Pointing and labeling entries:

☆ ☆ ☆ ☆

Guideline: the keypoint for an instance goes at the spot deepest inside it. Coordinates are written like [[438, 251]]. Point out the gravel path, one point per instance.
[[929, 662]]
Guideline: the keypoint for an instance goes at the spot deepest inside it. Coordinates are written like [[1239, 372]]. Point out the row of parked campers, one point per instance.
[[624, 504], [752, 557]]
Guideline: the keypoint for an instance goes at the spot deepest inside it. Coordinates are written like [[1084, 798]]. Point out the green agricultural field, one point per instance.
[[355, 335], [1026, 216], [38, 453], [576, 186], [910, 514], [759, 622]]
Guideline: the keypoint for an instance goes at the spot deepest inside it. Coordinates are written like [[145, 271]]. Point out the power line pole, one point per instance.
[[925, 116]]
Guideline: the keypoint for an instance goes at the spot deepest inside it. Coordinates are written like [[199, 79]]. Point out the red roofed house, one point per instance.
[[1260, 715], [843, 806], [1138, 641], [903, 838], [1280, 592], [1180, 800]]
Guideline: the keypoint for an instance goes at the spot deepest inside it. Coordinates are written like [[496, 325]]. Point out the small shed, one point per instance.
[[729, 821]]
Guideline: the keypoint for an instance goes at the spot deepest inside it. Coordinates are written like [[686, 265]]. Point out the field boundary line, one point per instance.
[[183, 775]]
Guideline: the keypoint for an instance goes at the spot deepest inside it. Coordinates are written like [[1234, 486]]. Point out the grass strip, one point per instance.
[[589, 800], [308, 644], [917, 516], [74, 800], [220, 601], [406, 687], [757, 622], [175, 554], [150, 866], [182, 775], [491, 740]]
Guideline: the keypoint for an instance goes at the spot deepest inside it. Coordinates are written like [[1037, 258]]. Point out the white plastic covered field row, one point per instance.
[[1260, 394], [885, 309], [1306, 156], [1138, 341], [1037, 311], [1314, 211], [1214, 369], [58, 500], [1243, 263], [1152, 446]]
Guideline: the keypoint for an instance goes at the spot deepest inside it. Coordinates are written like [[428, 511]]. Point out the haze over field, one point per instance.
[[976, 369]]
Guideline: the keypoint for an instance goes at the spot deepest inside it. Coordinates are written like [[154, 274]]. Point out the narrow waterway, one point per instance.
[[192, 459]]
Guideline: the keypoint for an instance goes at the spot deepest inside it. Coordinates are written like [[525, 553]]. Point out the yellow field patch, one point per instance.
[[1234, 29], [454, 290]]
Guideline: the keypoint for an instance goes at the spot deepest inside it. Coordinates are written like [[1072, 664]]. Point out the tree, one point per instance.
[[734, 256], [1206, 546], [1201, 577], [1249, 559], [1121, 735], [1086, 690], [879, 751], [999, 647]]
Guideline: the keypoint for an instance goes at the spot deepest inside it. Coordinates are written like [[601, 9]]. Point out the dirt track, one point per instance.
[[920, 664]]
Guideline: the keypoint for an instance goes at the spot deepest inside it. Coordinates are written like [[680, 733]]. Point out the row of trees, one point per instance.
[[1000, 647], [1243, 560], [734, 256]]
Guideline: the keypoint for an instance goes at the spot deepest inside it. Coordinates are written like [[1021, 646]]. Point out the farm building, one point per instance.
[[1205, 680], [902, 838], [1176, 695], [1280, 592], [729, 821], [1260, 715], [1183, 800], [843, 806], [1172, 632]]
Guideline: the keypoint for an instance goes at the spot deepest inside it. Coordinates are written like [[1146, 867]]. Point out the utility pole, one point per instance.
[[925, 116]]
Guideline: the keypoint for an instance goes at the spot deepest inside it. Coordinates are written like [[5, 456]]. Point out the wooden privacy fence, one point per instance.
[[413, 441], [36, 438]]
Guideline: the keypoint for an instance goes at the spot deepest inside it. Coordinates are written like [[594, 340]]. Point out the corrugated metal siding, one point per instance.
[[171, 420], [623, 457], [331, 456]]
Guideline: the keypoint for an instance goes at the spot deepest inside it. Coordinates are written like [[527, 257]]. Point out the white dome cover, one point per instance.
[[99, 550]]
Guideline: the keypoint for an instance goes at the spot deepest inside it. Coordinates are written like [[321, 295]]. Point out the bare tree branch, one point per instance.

☆ ☆ ☆ ☆

◆ WHAT YOU SHOULD DO ◆
Retype without any change the lines of the items from the line containing "cover, one point per instance." through the end of the items, both ends included.

◆ SOLUTION BELOW ◆
Guideline: the keypoint for an instance goes at the spot deepest inside it. Coordinates are written like [[527, 257]]. Point out the white dome cover, one point per instance.
[[99, 550]]
Guideline: the keypoint for an instance goes at the spot deepest inside it. Coordinates are written like [[321, 295]]. Point out the bare tree branch, one point per instance.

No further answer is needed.